-- PASSAGE TO READ start --
That is a great read - Atwood is seriously classy.

 

I finished reading it today, here're my quick thoughts:

 

Spoiler

First off, I really enjoyed it. One of the things that I liked the most is how much she tries to capture the main character's internal state of thought, and the way that she thinks.  Elements that might come off as a bit too ornamental in another work, like the wordplay and exploration of imagined etymology that begins many of the chapters, felt entirely natural to the experience of this very intelligent person who has to have some way of keeping her mind occupied in this incredibly constrained situation.

 

Similar to my feelings about The Man in The High Castle, I was wary of this what-if scenario, and early on in the book, I was feeling a little bit like it could be seen as a kind of strawman representation of the kind of world that a highly religious, patriarchal person (like, say, certain men in high positions in in the US federal system) might desire. But I think what keeps it from crossing the line in that regard is that it's focused more on the main character's experience of the world, as opposed to the world itself - whenever I felt indignant while reading, it was centred around my empathy for the main character's incompatibility with her situation, which is something that will always exist in a world where there's a highly religious or stratified social order - there will be people who don't fit the mould that society requires of them.
-- PASSAGE TO READ end --
-- RECORD SET start --
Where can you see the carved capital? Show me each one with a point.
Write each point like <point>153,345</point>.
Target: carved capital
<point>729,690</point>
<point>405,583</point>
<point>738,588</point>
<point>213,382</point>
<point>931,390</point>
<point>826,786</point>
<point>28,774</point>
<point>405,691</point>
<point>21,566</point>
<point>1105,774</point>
-- RECORD SET end --
-- RECORD SET start --
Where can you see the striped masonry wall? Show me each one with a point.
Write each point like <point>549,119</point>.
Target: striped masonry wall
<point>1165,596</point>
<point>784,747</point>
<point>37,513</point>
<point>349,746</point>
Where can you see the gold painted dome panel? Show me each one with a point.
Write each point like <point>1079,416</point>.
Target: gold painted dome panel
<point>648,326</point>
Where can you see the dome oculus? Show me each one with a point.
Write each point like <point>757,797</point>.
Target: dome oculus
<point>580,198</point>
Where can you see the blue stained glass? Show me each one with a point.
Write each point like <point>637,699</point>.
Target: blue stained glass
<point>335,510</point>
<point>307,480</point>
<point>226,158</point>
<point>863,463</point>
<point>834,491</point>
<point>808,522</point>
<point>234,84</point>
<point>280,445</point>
-- RECORD SET end --
PROBLEM SET:
• a. Answer these questions about the review of the Atwood book:
(i) When did the writer finish reading the book?
(ii) What begins many of the chapters?
(iii) Which other work does the writer name in comparing feelings about a what-if scenario?
• b. Summarize the review of the Atwood book in two sentences.
• c. Carry on the review of the Atwood book from its last sentence.

ANSWERS IN ORDER:
• a.
(i) Today.
(ii) Wordplay and exploration of imagined etymology.
(iii) The Man in The High Castle.

• b. The writer finished the book and enjoyed it, especially how it captures the main character's internal state of thought, with the wordplay and imagined etymology that begin many chapters feeling natural for a very intelligent person in an incredibly constrained situation. Though the writer was at first wary that the what-if scenario might be a strawman of the world a highly religious, patriarchal person might desire, its focus on the main character's experience rather than on the world itself kept it from crossing that line.

• c.
 

I think also, a key point is that while there's maybe a little more of an element of "fun" in exploring this what-if scenario than TMiTHC (one moment jumped out at me as particularly over-indulgent in this regard: the paragraph about the "Pen Is Envy" slogan at the Red Center), like Dick Atwood is making very particular and sobering points with her what-if. And by tying it so heavily to the the personal experience of a cis woman, she avoids the trap of it being too abstract or academic, which is something that I did feel TMiTHC suffered from a bit.

 

The final chapter was... interesting. It dives deeply into a speculative fiction trope, but I think what makes it relevant is that through it Atwood is trying to, as directly and loudly as she can, state: "You know this book you read, which is fiction, a fantasy, some kind of horrifying vision of a world you can't imagine actually existing? Well here are all of the real societies throughout history that have done the exact things that are in this book - some of them less than a century ago, in countries where it would be as unthinkable to their citizens now as it is to you, in your country." I have a feeling that this is a big reason a lot of people have been referencing The Handmaid's Tale recently in regards to what's going on at the moment in the US. Maybe instead of a snarky response to speculation about the immediate future, we need to be a bit more imaginative, and allow the possibility of legitimately terrifying things happening if we don't get up and stand against it. Trump's entire existence is a terrible cliche, but that doesn't mean he isn't potentially a very real harbinger of this or any number of unthinkable situations coming to pass.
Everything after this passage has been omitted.